*To-do list*.
1. From the table of localization results in the excerpt on simulation results, list each individual region along with the RMSE that the proposed method achieves there.
2. Write the next part of the excerpt on simulation results for localization and coverage, starting right after its final sentence.

*Passage provided*.
Following we first present the localization and coverage results, then we show the network performance in terms of delay and throughput.

VI-B Simulation Results

TABLE III: Measurements of Localization Results
Results Method in [15] Proposed method
RMSE MAE RMSE MAE
Region 1 11.68 6.03 3.82 1.78
Region 2 23.11 10.68 3.52 1.21
Region 3 13.68 8.85 1.38 0.97
Region 4 16.72 6.12 3.75 1.54
Total 17.11 7.83 3.62 1.51
Refer to caption
(a) Coverage rate under varying number of beams
Refer to caption
(b) Coverage rate under varying beam angle
Figure 4: Coverage rate results comparison
Refer to caption
(a) Sum rate comparison when error is 17.11m
Refer to caption
(b) Sum rate comparison when error is 3.62m
Figure 5: Sum rate comparison under various traffic loads

VI-B1 Localization and coverage results

The localization accuracy is measured by root mean squared error (RMSE) and mean absolute error (MAE). The results of the two measurements are shown in Table III. With the added new features, our proposed method reduces the RMSE to less than 4 meters in each region. For the total localization results, RMSE is reduced from 17.11 meters to 3.62 meters, MAE is reduced from 7.83 meters to 1.51 meters. The main reason is that our vision-aided new features lead to higher accuracy in prediction results.

*Material provided*.
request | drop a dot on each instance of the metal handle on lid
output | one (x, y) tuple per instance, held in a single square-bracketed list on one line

*Answers to each task*.
1.
Region 1: 3.82
Region 2: 3.52
Region 3: 1.38
Region 4: 3.75

2.
After clustering, we employ one beam to serve each cluster, then it can be easily found whether one UE is covered by a beam. Then coverage rate is computed by dividing the number of covered UEs by the total number of UEs. Fig. 4(a) shows the coverage rate with different number of beams when beam angle is set to 60. Scenario 3 and 4 need 5 beams to achieve full coverage while scenario 1 and scenario 2 need 6 beams. Since exact location is applied, the coverage rate of scenario 4 is the highest. With the distorted location, UK-medoids shows its strength when compared with UK-means. Meanwhile, K-means has the lowest coverage rate. Fig. 4(b) presents the average coverage rate under different beam angles when the number of beams is 5. It reveals the same conclusion as Fig. 4(a). One can observe that when beam angle is 20, UK-medoids has an improvement of 7.7% than UK-means.

VI-B2 Resource Allocation

In this section, we compare the network performance under different traffic loads and algorithms. As aforementioned, the error is 17.11 meters by using the localization method from [15], and the 3.62 meters error is achieved by our proposed method. We present the results under both types of errors to better illustrate the advantage of our proposed UKM-DRL method.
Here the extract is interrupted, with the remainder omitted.